* Start Recorded data *

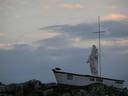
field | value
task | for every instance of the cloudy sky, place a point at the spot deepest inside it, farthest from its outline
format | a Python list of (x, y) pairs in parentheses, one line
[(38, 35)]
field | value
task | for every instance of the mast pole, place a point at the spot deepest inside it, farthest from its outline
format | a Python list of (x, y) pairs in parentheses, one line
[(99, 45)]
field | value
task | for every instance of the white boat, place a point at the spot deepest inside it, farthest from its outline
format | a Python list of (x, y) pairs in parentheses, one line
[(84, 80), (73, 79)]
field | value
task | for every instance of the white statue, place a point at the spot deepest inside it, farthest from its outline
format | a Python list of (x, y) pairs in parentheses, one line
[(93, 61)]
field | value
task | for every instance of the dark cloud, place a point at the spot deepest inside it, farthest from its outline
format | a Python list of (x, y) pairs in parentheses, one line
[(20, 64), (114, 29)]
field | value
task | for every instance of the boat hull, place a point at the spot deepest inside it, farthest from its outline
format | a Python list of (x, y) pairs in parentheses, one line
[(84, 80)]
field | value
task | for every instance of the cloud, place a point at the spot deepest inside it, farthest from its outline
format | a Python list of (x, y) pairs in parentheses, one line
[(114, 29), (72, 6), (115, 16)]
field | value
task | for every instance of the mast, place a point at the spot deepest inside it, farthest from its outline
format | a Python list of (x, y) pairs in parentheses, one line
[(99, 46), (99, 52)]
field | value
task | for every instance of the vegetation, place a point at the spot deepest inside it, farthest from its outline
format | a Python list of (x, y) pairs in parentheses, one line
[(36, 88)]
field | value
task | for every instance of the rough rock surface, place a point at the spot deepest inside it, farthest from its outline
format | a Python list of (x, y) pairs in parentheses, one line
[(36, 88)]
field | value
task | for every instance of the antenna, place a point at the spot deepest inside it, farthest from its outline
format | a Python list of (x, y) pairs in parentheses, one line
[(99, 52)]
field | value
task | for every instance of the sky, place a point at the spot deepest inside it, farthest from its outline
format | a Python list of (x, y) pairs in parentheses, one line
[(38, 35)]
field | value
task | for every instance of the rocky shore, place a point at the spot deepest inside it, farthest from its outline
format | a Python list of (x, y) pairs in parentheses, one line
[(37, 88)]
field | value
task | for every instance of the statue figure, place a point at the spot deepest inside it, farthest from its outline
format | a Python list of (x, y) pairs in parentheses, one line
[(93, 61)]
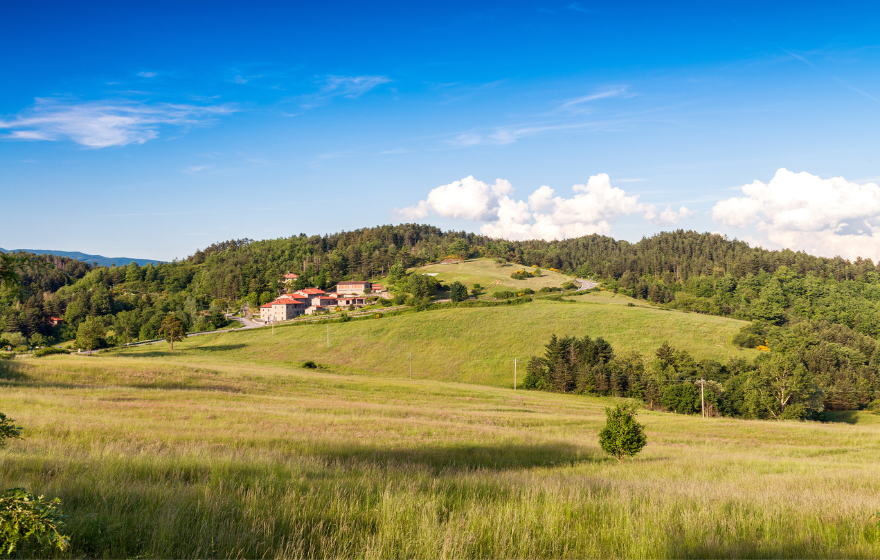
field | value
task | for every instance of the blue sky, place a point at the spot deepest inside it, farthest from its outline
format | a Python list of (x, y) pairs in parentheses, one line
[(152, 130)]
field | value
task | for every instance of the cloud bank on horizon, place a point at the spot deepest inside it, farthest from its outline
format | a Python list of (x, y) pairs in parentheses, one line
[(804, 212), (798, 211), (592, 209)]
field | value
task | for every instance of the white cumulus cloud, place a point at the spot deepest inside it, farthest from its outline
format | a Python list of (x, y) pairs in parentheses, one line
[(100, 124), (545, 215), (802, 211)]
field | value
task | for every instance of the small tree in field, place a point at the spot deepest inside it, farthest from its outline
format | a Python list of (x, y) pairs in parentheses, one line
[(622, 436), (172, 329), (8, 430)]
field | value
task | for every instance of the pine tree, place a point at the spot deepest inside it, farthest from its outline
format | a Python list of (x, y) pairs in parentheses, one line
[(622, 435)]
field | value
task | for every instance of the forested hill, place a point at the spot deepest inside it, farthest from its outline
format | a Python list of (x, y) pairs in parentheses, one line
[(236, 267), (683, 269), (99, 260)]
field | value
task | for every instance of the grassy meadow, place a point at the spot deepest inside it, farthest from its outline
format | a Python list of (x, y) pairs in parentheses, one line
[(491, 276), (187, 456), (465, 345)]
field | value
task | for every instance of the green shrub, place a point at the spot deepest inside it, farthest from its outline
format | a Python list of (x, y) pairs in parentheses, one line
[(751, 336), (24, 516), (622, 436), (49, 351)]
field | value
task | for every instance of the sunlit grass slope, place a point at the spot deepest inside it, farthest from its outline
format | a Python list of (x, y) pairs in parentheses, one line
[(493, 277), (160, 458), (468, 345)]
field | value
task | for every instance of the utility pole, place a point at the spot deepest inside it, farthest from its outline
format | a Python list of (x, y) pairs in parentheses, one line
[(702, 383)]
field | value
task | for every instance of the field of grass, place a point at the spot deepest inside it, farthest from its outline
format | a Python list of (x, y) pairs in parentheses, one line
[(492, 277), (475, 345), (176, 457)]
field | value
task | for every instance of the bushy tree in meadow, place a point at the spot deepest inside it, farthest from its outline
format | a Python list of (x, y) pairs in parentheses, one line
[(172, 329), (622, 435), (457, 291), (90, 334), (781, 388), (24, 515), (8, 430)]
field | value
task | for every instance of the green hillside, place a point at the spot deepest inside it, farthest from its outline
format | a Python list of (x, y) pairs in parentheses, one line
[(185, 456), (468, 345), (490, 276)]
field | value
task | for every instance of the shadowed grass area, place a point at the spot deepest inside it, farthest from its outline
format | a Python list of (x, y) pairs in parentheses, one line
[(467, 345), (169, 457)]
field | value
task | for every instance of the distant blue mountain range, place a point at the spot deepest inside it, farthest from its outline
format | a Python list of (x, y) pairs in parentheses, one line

* End Recorded data *

(What is expected): Rewrite the lines from the start of the rows through the line with "[(99, 46), (99, 52)]", both ends included, keeping the requests and scaling each coordinate in the answers by 0.95, rounded to whole numbers with halves going up. Leave the pictures out.

(Full answer):
field | value
task | for every instance of the cloudy sky, place a point at the spot deepest inside it, farthest from its outline
format | a Python list of (x, y) pairs in parentheses, one line
[(36, 33)]
field | value
task | for every instance of the mast pole, place a point at the spot deepest inside it, farthest from its outline
format | a Python list of (x, y) pairs in parentheses, one line
[(94, 43)]
field | value
task | for every instance of the white boat, place a point at the spot deepest inside it, farthest from its outline
format | a Python list of (x, y) pairs in parentheses, one line
[(80, 76), (69, 75)]
field | value
task | for every instance of the white statue, place a point at the spot deepest inside it, farthest from its outline
format | a Python list of (x, y) pairs in parentheses, one line
[(88, 58)]
field | value
task | for every instance of the dark cloud, place a point at the spot deepest inside it, farthest from its outline
format | a Python list of (x, y) pairs in parentheses, one line
[(19, 61), (108, 28)]
field | value
task | for every instance of the boat hull, place a point at the spot deepest inside it, farthest from its outline
format | a Python list of (x, y) pairs in parentheses, one line
[(80, 76)]
field | value
task | for every instance of the cloud, place a point at the spot deepest inside it, farthest from its outline
format | a Python list of (x, y) pairs in parentheses, one line
[(108, 28), (68, 6), (109, 15)]
field | value
task | for every instance of the mast, place a point at the spot deepest inside it, farthest from its outline
format | a Python list of (x, y) pairs in parentheses, one line
[(94, 44), (94, 49)]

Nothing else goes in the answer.